___ Material provided

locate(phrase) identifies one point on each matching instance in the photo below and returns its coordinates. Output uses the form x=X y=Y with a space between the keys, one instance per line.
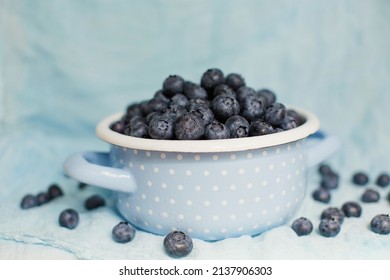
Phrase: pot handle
x=94 y=168
x=321 y=147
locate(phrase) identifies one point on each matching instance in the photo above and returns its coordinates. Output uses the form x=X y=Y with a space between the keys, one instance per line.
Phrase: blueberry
x=54 y=191
x=216 y=130
x=69 y=218
x=42 y=198
x=268 y=95
x=252 y=108
x=244 y=92
x=161 y=127
x=381 y=224
x=330 y=181
x=351 y=209
x=288 y=123
x=238 y=126
x=370 y=195
x=258 y=128
x=177 y=244
x=333 y=213
x=194 y=91
x=29 y=201
x=224 y=106
x=189 y=127
x=211 y=78
x=329 y=227
x=275 y=113
x=235 y=81
x=204 y=113
x=179 y=99
x=94 y=202
x=302 y=226
x=383 y=180
x=223 y=89
x=360 y=178
x=321 y=195
x=123 y=232
x=173 y=85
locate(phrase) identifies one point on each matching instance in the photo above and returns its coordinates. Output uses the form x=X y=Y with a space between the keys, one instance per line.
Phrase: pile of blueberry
x=220 y=107
x=332 y=218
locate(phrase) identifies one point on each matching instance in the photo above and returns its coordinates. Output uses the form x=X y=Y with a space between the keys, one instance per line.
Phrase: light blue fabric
x=67 y=64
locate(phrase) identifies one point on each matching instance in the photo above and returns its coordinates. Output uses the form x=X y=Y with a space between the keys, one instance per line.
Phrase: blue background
x=64 y=65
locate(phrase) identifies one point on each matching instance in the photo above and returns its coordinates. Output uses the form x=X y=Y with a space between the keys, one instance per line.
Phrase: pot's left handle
x=94 y=168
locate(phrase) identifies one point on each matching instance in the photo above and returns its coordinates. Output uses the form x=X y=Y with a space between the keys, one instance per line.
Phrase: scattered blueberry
x=321 y=195
x=383 y=180
x=360 y=178
x=329 y=227
x=69 y=218
x=238 y=126
x=189 y=127
x=177 y=244
x=275 y=113
x=172 y=85
x=29 y=201
x=302 y=226
x=381 y=224
x=123 y=232
x=333 y=213
x=351 y=209
x=94 y=202
x=370 y=195
x=216 y=130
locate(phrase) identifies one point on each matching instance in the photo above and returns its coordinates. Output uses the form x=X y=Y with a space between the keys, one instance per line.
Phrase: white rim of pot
x=105 y=133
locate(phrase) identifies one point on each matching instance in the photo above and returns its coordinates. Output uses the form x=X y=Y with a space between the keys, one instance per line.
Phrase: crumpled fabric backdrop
x=67 y=64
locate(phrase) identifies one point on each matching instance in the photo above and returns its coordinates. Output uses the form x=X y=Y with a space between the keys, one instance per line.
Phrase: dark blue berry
x=173 y=85
x=251 y=108
x=69 y=218
x=333 y=213
x=288 y=123
x=29 y=201
x=216 y=130
x=177 y=244
x=268 y=95
x=258 y=128
x=189 y=127
x=211 y=78
x=321 y=195
x=383 y=180
x=123 y=232
x=223 y=89
x=194 y=91
x=370 y=195
x=161 y=127
x=224 y=106
x=360 y=178
x=329 y=227
x=330 y=181
x=54 y=191
x=238 y=126
x=235 y=81
x=204 y=113
x=351 y=209
x=302 y=226
x=381 y=224
x=244 y=92
x=179 y=99
x=94 y=202
x=275 y=113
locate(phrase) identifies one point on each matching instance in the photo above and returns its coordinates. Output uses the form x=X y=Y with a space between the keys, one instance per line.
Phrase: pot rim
x=104 y=132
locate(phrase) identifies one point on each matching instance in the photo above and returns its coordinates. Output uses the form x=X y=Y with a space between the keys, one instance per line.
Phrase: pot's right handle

______

What this task involves: Rewrite the full listing above with every "photo" changed to "image" and nothing else altered, leaving out the pictures.

Task response:
locate(phrase) identifies one point on each matching instance in the image below and returns its coordinates. Output uses the form x=X y=Y with a space between the keys, one instance per line.
Phrase: pot handle
x=94 y=168
x=321 y=147
locate(phrase) identifies one point on each matching instance in the image above and returns its coordinates. Output uses the form x=X y=Y with a space between the keys, one instance per line.
Phrase: blueberry
x=54 y=191
x=216 y=130
x=69 y=218
x=42 y=198
x=268 y=95
x=252 y=108
x=244 y=92
x=161 y=127
x=381 y=224
x=330 y=181
x=351 y=209
x=288 y=123
x=238 y=126
x=370 y=195
x=258 y=128
x=177 y=244
x=333 y=213
x=194 y=91
x=29 y=201
x=224 y=106
x=189 y=127
x=211 y=78
x=329 y=227
x=275 y=113
x=235 y=81
x=204 y=113
x=179 y=99
x=94 y=202
x=302 y=226
x=383 y=180
x=223 y=89
x=360 y=178
x=321 y=195
x=123 y=232
x=173 y=85
locate(phrase) identifies one point on each matching instance in the image above and returns its coordinates. Output uses the form x=X y=Y with a space between the keys, one instance per line.
Phrase: pile of blueberry
x=220 y=107
x=332 y=218
locate(phrase) identifies one point on each matching instance in the image above and returns its coordinates. Output uses the form x=X y=Y with a space between the keys, one instance per line.
Phrase: light blue fabric
x=67 y=64
locate(phrase) identifies one point on each matching instance in the image above and returns its coordinates. Output uses the form x=X y=Y with a space between the keys, one instance per line.
Phrase: blue background
x=64 y=65
locate(phrase) identifies one point on each matching instance in the image above and returns its coordinates. Output uses the form x=X y=Y with a space between the keys, one instance per line.
Phrase: pot's left handle
x=94 y=168
locate(phrase) identifies one point on each matching instance in the image above and returns its coordinates. Output uses the form x=X y=Y with a space between the keys, one instance per line.
Phrase: scattered blueberry
x=321 y=195
x=383 y=180
x=360 y=178
x=329 y=227
x=69 y=218
x=238 y=126
x=189 y=127
x=177 y=244
x=275 y=113
x=172 y=85
x=29 y=201
x=302 y=226
x=381 y=224
x=123 y=232
x=333 y=213
x=351 y=209
x=94 y=202
x=370 y=195
x=216 y=130
locate(phrase) identifies one point on each matching instance in the image above and returns its coordinates. Output uses the form x=X y=Y with a space between the keys, one instance per line.
Phrase: white rim of pot
x=105 y=133
locate(phrase) identifies one point on each matching instance in the image above and returns its coordinates. Output uses the form x=X y=Y with a space between the keys, one instance per line.
Phrase: crumpled fabric backdrop
x=67 y=64
locate(phrase) identifies one point on each matching instance in the image above and returns its coordinates. Output uses the form x=X y=Y with a space between the keys, one instance per line.
Phrase: dark blue berry
x=173 y=85
x=251 y=108
x=69 y=218
x=333 y=213
x=288 y=123
x=29 y=201
x=216 y=130
x=177 y=244
x=268 y=95
x=258 y=128
x=189 y=127
x=211 y=78
x=321 y=195
x=383 y=180
x=123 y=232
x=223 y=89
x=194 y=91
x=370 y=195
x=161 y=127
x=224 y=106
x=360 y=178
x=329 y=227
x=330 y=181
x=54 y=191
x=238 y=126
x=235 y=81
x=204 y=113
x=351 y=209
x=302 y=226
x=381 y=224
x=244 y=92
x=179 y=99
x=94 y=202
x=275 y=113
locate(phrase) identifies one point on each matching instance in the image above and returns its coordinates. Output uses the form x=X y=Y with a space between the keys, one instance per line.
Phrase: pot rim
x=104 y=132
locate(phrase) identifies one point on each matching instance in the image above and returns its coordinates. Output uses the form x=X y=Y with a space between the keys, one instance per line.
Phrase: pot's right handle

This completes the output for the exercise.